··· Task input

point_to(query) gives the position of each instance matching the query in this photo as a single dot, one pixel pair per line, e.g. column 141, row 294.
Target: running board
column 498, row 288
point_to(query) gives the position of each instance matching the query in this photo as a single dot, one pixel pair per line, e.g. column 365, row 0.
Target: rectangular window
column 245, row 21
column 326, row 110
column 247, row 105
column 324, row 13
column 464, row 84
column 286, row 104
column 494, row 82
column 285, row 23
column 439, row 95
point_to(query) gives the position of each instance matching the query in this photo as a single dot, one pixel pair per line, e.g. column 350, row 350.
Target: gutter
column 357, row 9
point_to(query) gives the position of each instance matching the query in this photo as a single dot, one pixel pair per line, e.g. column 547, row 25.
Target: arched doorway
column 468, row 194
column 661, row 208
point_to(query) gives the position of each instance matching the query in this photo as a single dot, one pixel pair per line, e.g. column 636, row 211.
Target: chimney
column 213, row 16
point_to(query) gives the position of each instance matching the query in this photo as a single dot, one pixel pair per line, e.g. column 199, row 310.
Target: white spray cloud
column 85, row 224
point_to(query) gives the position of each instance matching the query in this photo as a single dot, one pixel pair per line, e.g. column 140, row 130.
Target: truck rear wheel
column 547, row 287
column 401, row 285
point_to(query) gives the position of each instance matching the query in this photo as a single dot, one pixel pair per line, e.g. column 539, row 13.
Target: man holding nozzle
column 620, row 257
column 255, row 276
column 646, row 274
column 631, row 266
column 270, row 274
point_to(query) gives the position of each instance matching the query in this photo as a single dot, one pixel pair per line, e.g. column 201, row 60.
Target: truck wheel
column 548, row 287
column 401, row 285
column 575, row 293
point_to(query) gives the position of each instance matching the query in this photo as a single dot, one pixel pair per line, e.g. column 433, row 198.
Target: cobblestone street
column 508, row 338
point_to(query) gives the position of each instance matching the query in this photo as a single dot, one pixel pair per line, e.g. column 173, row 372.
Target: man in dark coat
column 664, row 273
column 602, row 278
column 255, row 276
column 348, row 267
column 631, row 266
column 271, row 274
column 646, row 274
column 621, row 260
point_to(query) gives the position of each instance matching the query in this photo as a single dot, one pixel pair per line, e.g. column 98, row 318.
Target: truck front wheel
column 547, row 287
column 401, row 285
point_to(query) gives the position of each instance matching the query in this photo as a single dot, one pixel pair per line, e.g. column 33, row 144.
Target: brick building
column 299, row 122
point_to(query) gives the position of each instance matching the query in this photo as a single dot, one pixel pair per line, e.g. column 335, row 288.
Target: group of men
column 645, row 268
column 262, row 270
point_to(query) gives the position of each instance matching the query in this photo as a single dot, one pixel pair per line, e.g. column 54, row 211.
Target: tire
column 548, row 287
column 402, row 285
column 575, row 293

······

[To do] Exactly the lines from the one holding "335, row 288." through the end of the records above are to be returned, and nothing else.

[Expected answer]
point_to(query) gives the position of each instance matching the query in this photo as a single dot, one pixel pair per line, e.g. column 335, row 288.
Target: group of men
column 645, row 268
column 262, row 270
point_to(query) gives the position of each instance matching the query in this photo as a single dot, one pixel pair per line, e.g. column 54, row 211.
Target: tire
column 548, row 287
column 402, row 285
column 575, row 293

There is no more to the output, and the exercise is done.